(Point localization data)
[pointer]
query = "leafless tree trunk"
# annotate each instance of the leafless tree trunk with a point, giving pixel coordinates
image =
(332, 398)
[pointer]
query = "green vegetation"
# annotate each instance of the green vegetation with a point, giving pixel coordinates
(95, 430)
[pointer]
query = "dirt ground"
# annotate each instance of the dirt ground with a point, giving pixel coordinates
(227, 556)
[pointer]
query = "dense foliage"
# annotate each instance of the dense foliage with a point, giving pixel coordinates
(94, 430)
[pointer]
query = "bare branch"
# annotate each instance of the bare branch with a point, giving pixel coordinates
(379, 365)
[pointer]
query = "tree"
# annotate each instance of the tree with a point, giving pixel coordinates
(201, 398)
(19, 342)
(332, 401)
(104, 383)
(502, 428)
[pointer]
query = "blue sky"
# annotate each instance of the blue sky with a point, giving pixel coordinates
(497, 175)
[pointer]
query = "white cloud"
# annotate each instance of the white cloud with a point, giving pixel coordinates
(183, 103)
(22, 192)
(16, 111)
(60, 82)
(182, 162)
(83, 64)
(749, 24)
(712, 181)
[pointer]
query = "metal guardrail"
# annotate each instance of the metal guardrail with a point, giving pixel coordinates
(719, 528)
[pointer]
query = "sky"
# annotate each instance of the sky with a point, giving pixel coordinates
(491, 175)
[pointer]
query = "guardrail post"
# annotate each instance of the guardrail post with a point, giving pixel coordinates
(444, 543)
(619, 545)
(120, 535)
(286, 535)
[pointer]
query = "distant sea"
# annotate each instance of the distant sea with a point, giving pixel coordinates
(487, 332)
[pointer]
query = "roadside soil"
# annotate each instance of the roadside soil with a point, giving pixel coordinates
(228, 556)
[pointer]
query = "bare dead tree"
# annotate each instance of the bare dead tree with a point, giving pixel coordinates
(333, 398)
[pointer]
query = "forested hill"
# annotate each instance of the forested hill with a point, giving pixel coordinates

Exercise goal
Your answer must be a single number: the count of lines above that hold the word "leafless".

Reply
2